* [Written problem a]
Repeat word for word the stretch of the passage on education and social class in China from "HOW one made" through "and aesthetic needs.".

--- Reading text ---

For that matter, while China is very stratified, education isn’t the biggest stratifier. Power, connections, and blood matter a lot more. So do . . . . onions (the vast majority of self-made millionaires in China not only utilized connections but are/were insane risk-takers).
However, there is a strong cultural affinity towards pursuing education there; likely stemming from the days when education led to power, respect, as well as money (merchants may become rich, but social standing was monopolized by officials & literati, and the only way to become that was through education).
HOW one made their money mattered just as much or sometimes moreso than how much one actually has when it came to respectability during the Confucian dominated imperial era.
In the Confucian social hierarchy, the 4 classes below the imperial family from highest to lowest are:
Scholar-Gentry/officials - They were the educated and/or landowning class who assisted in the running of the society and the education…mostly of aspirants to their class.
Farmers - They tilled the land to produce the crops for food and other agricultural goods.
Artisans - Their skills and labor produce fine crafts, buildings, and other goods for both useful and aesthetic needs.
Merchants - While they were useful to society, they are considered the lowest because their occupation was viewed as profiting off the productivity of others, not producing anything in their own right.

---

* [Written problem b]
Pick out every line of the listing below that contains the word "train", and copy each one in full.

--- Dataset rows ---

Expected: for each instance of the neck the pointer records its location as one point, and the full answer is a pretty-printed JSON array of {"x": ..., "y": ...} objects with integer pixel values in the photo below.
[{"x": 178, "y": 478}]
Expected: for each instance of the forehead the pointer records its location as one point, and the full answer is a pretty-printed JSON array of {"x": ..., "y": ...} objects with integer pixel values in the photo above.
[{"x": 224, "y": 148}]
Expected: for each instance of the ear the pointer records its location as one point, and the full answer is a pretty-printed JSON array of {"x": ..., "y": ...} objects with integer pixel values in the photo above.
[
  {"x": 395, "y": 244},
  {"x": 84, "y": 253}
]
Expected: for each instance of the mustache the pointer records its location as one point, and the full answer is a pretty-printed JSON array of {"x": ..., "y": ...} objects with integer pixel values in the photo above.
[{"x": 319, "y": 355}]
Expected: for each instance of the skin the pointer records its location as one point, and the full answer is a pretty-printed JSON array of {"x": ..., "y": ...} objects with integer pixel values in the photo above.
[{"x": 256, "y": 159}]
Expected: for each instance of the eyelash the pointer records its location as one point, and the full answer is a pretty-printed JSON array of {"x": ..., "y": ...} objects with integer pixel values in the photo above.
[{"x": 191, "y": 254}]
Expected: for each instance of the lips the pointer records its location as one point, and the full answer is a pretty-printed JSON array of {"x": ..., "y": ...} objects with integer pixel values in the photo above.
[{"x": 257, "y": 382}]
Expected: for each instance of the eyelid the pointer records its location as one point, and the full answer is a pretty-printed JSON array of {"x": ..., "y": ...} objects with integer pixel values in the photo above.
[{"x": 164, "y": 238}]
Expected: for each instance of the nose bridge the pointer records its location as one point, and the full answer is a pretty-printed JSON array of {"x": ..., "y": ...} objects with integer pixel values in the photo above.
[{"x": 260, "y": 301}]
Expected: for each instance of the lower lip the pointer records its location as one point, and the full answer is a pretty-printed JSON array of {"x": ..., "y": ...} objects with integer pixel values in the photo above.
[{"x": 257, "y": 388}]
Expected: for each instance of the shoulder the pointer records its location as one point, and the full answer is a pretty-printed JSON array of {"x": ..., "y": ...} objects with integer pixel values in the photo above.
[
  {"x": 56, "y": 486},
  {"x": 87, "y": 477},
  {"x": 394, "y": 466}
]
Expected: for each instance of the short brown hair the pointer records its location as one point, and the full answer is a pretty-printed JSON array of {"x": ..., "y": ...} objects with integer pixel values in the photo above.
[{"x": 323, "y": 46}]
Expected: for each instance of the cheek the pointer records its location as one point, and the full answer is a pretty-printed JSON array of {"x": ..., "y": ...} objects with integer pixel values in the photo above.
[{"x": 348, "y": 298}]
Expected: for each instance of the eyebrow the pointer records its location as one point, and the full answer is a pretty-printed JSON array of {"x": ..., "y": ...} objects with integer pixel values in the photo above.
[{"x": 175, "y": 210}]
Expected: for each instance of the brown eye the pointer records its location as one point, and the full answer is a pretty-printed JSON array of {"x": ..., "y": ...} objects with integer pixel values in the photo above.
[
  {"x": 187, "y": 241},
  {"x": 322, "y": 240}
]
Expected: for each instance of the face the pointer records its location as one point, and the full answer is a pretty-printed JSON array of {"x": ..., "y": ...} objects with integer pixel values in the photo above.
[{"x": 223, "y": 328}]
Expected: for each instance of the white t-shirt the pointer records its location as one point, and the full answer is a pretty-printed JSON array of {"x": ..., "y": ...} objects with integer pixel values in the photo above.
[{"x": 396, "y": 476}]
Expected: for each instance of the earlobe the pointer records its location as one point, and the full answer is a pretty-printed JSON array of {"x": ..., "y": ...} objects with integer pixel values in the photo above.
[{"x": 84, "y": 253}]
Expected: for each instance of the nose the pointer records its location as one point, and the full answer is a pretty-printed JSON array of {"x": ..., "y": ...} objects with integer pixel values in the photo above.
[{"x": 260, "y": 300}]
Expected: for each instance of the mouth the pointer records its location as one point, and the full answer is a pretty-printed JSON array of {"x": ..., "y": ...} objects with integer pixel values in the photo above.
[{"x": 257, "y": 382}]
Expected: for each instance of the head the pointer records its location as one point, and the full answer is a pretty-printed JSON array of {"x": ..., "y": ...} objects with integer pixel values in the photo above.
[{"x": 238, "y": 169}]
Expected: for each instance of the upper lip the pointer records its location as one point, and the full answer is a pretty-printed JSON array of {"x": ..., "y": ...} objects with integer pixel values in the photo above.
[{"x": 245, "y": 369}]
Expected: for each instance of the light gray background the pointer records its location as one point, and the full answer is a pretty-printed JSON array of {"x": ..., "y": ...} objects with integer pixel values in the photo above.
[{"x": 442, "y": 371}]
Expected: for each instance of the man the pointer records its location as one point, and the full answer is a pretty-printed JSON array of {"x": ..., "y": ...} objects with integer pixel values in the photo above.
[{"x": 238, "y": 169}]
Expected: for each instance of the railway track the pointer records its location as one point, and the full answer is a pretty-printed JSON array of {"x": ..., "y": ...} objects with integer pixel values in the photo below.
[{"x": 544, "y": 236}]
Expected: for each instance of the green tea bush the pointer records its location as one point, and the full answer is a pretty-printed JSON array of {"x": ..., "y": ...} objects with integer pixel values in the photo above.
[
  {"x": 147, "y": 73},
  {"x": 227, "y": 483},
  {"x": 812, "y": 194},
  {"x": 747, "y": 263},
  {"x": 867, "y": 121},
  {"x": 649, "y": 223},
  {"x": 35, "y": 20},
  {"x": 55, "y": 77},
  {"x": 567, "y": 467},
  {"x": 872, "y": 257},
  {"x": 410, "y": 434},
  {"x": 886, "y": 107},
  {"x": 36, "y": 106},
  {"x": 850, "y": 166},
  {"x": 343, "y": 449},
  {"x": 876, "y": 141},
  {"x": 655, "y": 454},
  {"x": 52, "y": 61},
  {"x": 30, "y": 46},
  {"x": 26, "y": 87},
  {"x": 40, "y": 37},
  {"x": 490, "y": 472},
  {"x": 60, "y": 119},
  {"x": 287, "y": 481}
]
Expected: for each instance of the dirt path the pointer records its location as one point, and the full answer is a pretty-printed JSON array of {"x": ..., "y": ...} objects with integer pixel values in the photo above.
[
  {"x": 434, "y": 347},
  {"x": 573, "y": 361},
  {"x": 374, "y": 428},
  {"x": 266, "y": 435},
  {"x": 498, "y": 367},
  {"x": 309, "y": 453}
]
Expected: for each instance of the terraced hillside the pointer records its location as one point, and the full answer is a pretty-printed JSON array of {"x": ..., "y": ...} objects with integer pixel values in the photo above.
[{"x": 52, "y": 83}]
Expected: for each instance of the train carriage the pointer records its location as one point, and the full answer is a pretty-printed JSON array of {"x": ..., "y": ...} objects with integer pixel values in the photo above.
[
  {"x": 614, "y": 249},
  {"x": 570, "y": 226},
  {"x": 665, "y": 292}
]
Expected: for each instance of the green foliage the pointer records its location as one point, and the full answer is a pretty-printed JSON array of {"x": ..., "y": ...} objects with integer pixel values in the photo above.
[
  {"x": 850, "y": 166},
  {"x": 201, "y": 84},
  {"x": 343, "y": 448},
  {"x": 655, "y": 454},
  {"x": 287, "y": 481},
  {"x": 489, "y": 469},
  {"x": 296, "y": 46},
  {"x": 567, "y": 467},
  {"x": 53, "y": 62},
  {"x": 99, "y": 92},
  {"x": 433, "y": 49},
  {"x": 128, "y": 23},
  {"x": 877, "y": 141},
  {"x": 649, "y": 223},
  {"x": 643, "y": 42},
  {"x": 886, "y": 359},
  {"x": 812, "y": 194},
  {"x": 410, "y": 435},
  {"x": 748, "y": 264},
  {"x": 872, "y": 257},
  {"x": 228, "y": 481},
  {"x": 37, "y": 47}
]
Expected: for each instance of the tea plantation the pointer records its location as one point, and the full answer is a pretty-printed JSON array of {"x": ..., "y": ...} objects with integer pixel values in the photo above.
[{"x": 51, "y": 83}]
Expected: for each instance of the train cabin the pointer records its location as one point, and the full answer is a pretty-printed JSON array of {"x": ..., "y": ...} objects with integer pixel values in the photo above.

---

* [Right answer a]
HOW one made their money mattered just as much or sometimes moreso than how much one actually has when it came to respectability during the Confucian dominated imperial era.
In the Confucian social hierarchy, the 4 classes below the imperial family from highest to lowest are:
Scholar-Gentry/officials - They were the educated and/or landowning class who assisted in the running of the society and the education…mostly of aspirants to their class.
Farmers - They tilled the land to produce the crops for food and other agricultural goods.
Artisans - Their skills and labor produce fine crafts, buildings, and other goods for both useful and aesthetic needs.

* [Right answer b]
Expected: for each instance of the train carriage the pointer records its location as one point, and the full answer is a pretty-printed JSON array of {"x": ..., "y": ...} objects with integer pixel values in the photo above.
Expected: for each instance of the train cabin the pointer records its location as one point, and the full answer is a pretty-printed JSON array of {"x": ..., "y": ...} objects with integer pixel values in the photo above.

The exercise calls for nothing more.